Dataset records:
-- Opening Marker --

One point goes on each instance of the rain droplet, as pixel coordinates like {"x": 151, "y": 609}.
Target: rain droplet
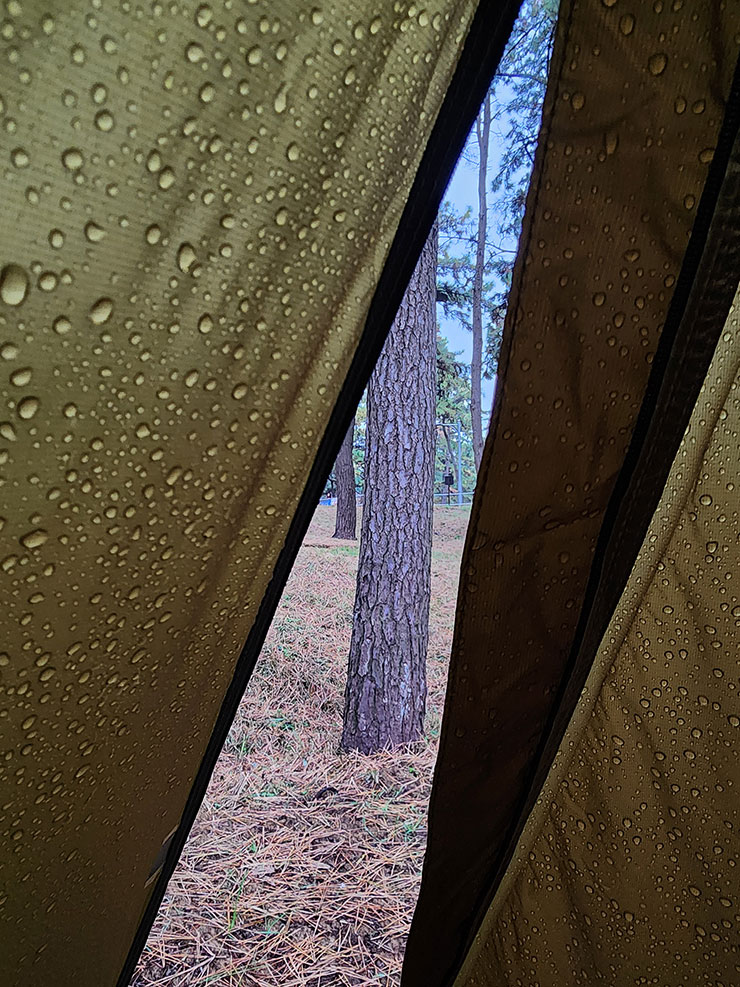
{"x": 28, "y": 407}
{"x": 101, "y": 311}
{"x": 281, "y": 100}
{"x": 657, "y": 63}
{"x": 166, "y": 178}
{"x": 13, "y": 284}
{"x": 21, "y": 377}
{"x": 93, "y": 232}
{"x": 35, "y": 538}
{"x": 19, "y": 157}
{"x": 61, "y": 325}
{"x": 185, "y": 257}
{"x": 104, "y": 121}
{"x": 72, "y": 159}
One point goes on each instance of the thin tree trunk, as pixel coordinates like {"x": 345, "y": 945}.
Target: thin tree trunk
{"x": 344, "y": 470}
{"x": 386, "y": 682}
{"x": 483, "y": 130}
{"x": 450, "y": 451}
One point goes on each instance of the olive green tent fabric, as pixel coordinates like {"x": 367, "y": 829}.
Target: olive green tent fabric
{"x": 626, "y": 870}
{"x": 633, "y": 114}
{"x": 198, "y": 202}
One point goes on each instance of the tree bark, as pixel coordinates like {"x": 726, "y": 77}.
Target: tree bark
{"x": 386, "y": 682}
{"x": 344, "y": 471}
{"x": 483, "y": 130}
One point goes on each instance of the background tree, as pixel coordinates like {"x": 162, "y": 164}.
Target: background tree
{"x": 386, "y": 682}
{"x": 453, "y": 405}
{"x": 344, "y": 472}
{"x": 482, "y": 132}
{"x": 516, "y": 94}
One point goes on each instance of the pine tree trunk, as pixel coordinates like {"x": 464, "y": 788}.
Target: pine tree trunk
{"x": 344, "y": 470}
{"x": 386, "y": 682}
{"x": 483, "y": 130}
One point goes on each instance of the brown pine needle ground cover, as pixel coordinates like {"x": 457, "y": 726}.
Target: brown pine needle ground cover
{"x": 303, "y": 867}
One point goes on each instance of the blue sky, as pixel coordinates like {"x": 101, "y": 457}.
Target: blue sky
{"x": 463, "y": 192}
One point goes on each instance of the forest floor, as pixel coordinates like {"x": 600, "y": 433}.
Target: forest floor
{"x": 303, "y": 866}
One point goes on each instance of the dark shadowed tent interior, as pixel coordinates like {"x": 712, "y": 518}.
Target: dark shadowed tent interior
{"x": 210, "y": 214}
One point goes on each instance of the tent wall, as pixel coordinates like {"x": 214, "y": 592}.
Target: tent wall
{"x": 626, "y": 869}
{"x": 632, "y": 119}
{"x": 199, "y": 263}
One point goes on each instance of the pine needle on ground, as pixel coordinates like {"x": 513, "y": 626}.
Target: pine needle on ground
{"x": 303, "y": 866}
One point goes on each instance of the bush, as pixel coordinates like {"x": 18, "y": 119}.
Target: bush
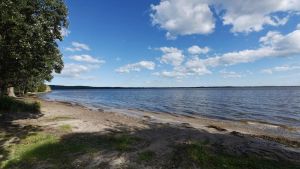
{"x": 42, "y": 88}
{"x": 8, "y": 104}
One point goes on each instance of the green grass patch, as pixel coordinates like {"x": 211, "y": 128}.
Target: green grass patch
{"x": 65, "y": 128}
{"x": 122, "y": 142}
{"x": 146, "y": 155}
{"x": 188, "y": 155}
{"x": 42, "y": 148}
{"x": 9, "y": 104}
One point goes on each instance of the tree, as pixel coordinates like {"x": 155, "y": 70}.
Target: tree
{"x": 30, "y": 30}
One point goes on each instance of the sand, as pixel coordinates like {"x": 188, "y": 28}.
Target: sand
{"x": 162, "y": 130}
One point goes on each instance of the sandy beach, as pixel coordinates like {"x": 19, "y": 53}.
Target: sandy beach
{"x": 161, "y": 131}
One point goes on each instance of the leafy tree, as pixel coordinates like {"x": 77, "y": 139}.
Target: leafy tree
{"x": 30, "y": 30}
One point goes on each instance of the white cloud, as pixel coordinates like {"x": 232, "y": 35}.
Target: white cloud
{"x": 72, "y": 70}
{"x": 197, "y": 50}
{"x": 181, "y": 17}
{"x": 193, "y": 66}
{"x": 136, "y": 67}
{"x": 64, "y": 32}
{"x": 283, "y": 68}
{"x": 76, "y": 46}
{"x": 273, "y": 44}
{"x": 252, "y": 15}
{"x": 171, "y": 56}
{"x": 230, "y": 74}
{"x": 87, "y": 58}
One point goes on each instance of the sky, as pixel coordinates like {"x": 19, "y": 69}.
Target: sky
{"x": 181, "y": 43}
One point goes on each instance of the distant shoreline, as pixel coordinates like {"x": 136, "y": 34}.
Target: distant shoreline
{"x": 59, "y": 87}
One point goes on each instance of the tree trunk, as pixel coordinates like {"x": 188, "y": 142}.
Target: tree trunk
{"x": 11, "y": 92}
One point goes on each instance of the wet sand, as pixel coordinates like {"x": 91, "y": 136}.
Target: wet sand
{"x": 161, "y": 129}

-- Closing Marker --
-- Opening Marker --

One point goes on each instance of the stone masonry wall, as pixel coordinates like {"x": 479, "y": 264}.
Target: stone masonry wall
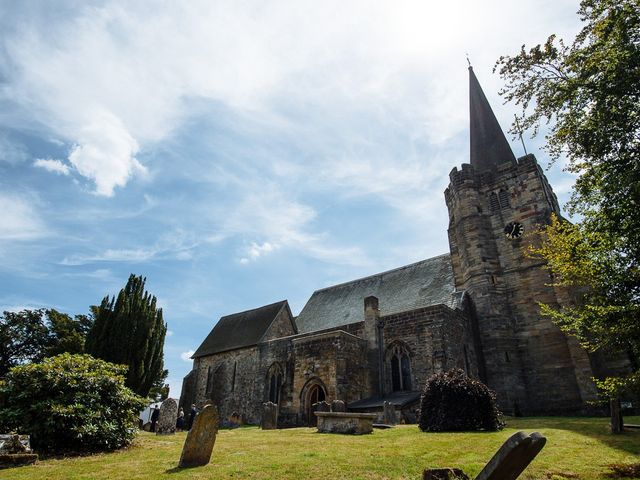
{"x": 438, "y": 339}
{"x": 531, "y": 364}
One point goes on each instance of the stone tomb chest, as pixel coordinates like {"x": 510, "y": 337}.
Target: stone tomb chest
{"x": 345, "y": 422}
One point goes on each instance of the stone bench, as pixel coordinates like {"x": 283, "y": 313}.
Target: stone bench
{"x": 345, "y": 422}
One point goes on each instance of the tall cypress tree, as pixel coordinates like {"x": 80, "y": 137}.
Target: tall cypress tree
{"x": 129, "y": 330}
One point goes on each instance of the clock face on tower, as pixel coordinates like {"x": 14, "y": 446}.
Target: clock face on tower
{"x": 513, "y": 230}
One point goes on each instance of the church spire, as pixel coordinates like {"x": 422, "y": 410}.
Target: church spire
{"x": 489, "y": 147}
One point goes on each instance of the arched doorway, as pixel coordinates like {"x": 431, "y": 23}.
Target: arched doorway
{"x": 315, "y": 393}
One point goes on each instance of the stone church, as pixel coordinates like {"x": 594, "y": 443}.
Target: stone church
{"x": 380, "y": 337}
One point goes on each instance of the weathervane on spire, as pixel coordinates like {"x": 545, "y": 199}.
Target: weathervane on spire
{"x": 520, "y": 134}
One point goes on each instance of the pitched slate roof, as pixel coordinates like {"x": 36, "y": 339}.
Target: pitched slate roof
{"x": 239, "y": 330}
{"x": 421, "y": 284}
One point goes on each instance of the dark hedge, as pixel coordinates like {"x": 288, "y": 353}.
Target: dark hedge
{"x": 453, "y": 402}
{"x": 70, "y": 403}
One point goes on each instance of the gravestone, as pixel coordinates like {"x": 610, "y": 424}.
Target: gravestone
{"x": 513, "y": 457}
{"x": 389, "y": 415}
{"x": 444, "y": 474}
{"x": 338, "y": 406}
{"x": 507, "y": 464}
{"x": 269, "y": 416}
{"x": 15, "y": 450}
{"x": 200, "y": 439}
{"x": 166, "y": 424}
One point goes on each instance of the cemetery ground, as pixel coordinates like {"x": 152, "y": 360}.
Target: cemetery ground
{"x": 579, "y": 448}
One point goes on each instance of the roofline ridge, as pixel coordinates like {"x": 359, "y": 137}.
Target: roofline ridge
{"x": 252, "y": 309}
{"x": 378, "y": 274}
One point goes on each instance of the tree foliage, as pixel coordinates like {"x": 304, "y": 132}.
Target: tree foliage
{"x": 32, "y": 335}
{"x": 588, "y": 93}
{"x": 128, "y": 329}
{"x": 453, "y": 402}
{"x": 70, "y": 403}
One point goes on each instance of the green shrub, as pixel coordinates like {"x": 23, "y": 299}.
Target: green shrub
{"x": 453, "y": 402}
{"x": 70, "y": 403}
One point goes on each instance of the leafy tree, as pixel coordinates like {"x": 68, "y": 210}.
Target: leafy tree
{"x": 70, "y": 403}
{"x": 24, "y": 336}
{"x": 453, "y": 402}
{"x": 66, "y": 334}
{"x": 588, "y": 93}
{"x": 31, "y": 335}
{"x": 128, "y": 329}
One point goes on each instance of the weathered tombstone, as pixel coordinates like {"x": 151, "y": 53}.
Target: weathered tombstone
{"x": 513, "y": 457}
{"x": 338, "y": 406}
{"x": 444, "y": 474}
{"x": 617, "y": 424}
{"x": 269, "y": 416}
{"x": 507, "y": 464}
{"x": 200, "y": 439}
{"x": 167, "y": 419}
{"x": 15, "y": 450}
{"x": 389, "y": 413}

-- Closing Marker --

- EXERCISE DIRECTIONS
Return only the part of the records above that opens with the line containing "One point goes on each instance of the stone church, as" and closes with the line containing "One point goes on each instance of the gravestone, as", ends included.

- ANSWER BOX
One point goes on each instance of the stone church, as pixel coordinates like {"x": 594, "y": 443}.
Target: stone church
{"x": 380, "y": 337}
One point goes on each instance of the weathervane on spire, as pixel coordinates like {"x": 545, "y": 199}.
Target: weathervane on spire
{"x": 520, "y": 134}
One point goes on each instance of the pitched slate roof, as pixel coordinates like {"x": 36, "y": 339}.
Target: pitched slate roof
{"x": 239, "y": 330}
{"x": 421, "y": 284}
One point goes on each instance of the dark hedge, as pixel coordinates like {"x": 288, "y": 353}.
Target: dark hedge
{"x": 453, "y": 402}
{"x": 70, "y": 403}
One point goes on each instance of the gravestone, as pixel coordinates like {"x": 610, "y": 424}.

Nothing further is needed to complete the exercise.